TASK PROMPT | Copy the listing below, putting "face covering" wherever "face mask" appears and changing nothing else. Leave out the pictures.

--- start ---

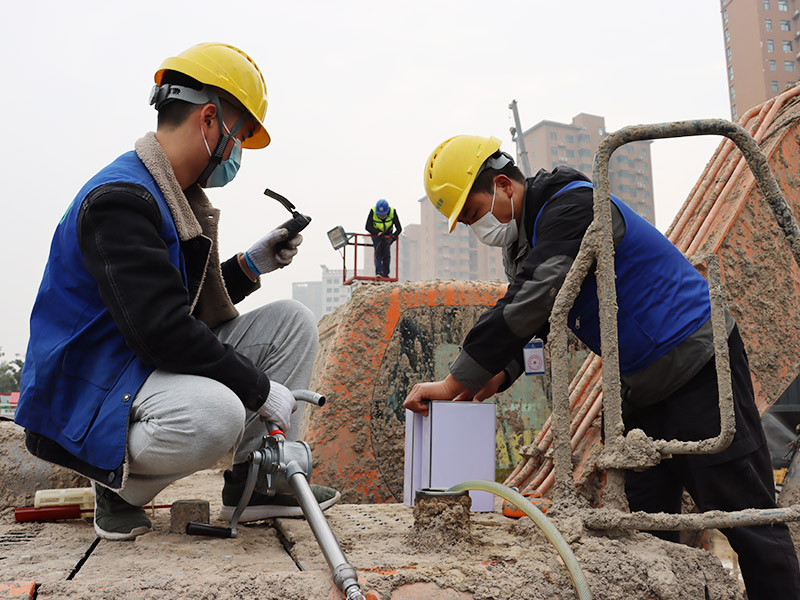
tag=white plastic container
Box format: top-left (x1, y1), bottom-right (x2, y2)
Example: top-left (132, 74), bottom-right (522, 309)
top-left (403, 401), bottom-right (495, 512)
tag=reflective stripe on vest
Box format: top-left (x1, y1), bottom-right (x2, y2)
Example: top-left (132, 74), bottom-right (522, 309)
top-left (372, 208), bottom-right (394, 231)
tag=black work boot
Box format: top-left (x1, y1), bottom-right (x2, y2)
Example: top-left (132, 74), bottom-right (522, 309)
top-left (92, 483), bottom-right (152, 540)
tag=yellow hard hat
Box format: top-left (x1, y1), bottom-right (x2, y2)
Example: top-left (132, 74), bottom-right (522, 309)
top-left (424, 135), bottom-right (500, 233)
top-left (155, 43), bottom-right (270, 148)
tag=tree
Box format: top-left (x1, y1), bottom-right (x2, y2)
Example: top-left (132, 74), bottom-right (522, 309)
top-left (0, 348), bottom-right (25, 392)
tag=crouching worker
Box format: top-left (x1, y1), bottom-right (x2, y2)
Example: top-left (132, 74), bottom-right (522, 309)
top-left (16, 44), bottom-right (339, 540)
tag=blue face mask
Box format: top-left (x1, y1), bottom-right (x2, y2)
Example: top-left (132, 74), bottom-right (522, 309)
top-left (200, 123), bottom-right (242, 188)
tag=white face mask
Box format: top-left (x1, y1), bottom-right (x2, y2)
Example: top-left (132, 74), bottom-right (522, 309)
top-left (470, 184), bottom-right (519, 248)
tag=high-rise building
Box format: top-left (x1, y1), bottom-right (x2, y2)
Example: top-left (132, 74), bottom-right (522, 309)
top-left (400, 197), bottom-right (505, 281)
top-left (720, 0), bottom-right (800, 121)
top-left (292, 265), bottom-right (350, 321)
top-left (517, 113), bottom-right (655, 225)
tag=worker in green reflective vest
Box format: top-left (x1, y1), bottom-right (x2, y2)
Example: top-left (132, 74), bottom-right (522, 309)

--- end ---

OUTPUT FOR THIS EXERCISE |
tag=white plastic container
Box format: top-left (x1, y1), bottom-right (x2, y2)
Example: top-left (132, 74), bottom-right (522, 309)
top-left (403, 401), bottom-right (495, 512)
tag=reflective stripe on vest
Box format: top-left (x1, y1), bottom-right (x2, y2)
Example: top-left (132, 74), bottom-right (522, 309)
top-left (372, 208), bottom-right (394, 231)
tag=black work boot
Box format: top-left (x1, y1), bottom-right (x2, y2)
Example: top-left (132, 74), bottom-right (522, 309)
top-left (92, 483), bottom-right (152, 540)
tag=yellow hard hat
Box format: top-left (x1, y1), bottom-right (x2, y2)
Example: top-left (132, 74), bottom-right (522, 309)
top-left (424, 135), bottom-right (500, 233)
top-left (155, 43), bottom-right (270, 148)
tag=tree
Box format: top-left (x1, y1), bottom-right (x2, y2)
Example: top-left (132, 74), bottom-right (522, 309)
top-left (0, 348), bottom-right (25, 392)
tag=crouching worker
Box format: top-left (x1, y1), bottom-right (x2, y2)
Example: top-left (132, 74), bottom-right (522, 309)
top-left (16, 44), bottom-right (339, 540)
tag=blue face covering
Box format: top-left (x1, y1), bottom-right (x2, y2)
Example: top-left (132, 74), bottom-right (522, 309)
top-left (200, 123), bottom-right (242, 188)
tag=white face covering
Box format: top-left (x1, y1), bottom-right (x2, y2)
Example: top-left (132, 74), bottom-right (522, 309)
top-left (470, 184), bottom-right (519, 248)
tag=high-rise building
Box format: top-left (x1, y1), bottom-right (x2, y2)
Example: top-left (132, 74), bottom-right (522, 309)
top-left (400, 197), bottom-right (505, 281)
top-left (720, 0), bottom-right (800, 121)
top-left (292, 265), bottom-right (350, 321)
top-left (517, 113), bottom-right (655, 225)
tag=worker in green reflective vest
Box format: top-left (x1, y1), bottom-right (x2, y2)
Example: top-left (132, 74), bottom-right (522, 309)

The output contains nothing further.